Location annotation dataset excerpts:
————
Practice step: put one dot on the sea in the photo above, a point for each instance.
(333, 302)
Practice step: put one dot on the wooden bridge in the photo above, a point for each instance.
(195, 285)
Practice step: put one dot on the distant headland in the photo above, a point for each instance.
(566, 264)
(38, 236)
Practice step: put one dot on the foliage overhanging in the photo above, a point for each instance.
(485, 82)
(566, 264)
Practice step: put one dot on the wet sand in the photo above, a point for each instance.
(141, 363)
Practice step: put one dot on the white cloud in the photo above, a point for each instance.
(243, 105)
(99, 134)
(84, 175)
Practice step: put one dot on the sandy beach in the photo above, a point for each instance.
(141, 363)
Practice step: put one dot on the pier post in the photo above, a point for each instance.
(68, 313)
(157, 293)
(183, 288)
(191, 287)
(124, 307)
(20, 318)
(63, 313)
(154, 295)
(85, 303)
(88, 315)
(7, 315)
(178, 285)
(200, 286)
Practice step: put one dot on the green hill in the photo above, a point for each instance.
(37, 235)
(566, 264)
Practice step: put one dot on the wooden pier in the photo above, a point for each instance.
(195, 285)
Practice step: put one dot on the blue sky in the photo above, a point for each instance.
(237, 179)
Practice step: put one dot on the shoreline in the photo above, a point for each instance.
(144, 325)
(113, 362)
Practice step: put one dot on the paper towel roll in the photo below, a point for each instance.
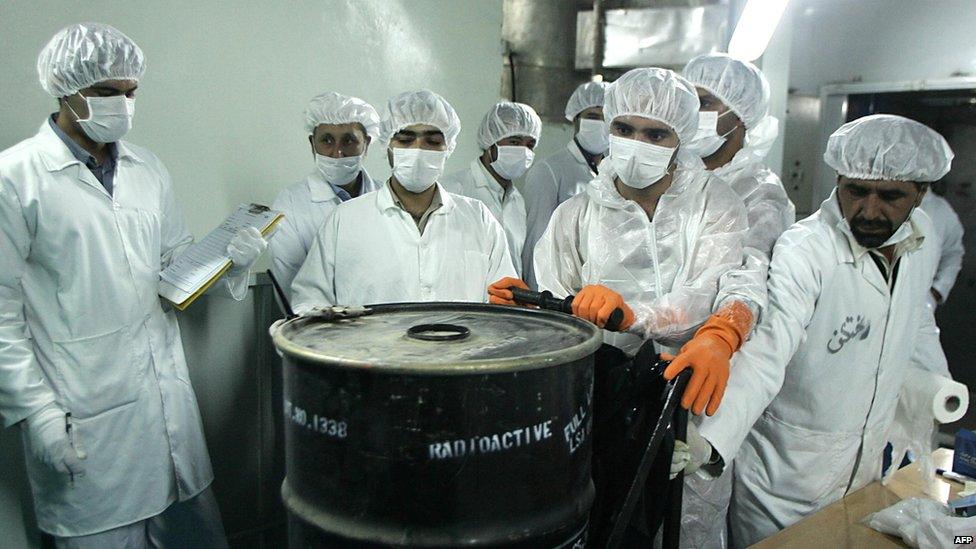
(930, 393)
————
Stated goal
Render these records as a two-column CSV with the headers "label_text" and "points": one row per record, its text in the first field and its answer in the second, each field quoted and with line breaks turned into spaces. Cover all the records and leave the pictures out.

Full solution
label_text,points
"Practice step: put one dot on the sea in the photo above, a point for each instance.","(333, 302)"
"Practice step: put one dot on the wooden bridge in the photo above, a point for each instance.","(195, 285)"
"Practice step: put one dot on the distant headland in the photo above, a point for each instance.","(566, 264) (38, 236)"
"Practice step: put one dot on the foliage overhanging in the photo above, a point for each instance.","(485, 82) (566, 264)"
"Practice step: put one dot on the wet sand in the photo above, a point for each instance.","(141, 363)"
"Practice step: put one dot on the white cloud in the photo above, a point for each instance.","(243, 105) (99, 134) (84, 175)"
"Practice step: put one dot on the sandy beach in the photo above, a point for each instance.","(141, 363)"
"Practice step: put one dot on the pier post in the photo above, a point for each instance.","(68, 313) (157, 293) (183, 288) (191, 287) (124, 307) (20, 318) (63, 313) (154, 295) (85, 303) (88, 315) (7, 315) (178, 285) (200, 286)"
"Practice step: put one dot on the green hill in the photo above, a point for each instance.","(37, 235) (566, 264)"
"Practice step: put one dot on the wooden pier in the photo above, a point for each instance.","(195, 285)"
"Practice step: put one dot on the blue sky in the photo above, a point for each instance.","(237, 179)"
"Practice step: put one dot on the shoreline in the photo above, a point for each instance.","(144, 325) (113, 362)"
"Practice step: put one dot on the paper towel roll in the photo below, a point for each instance.","(930, 393)"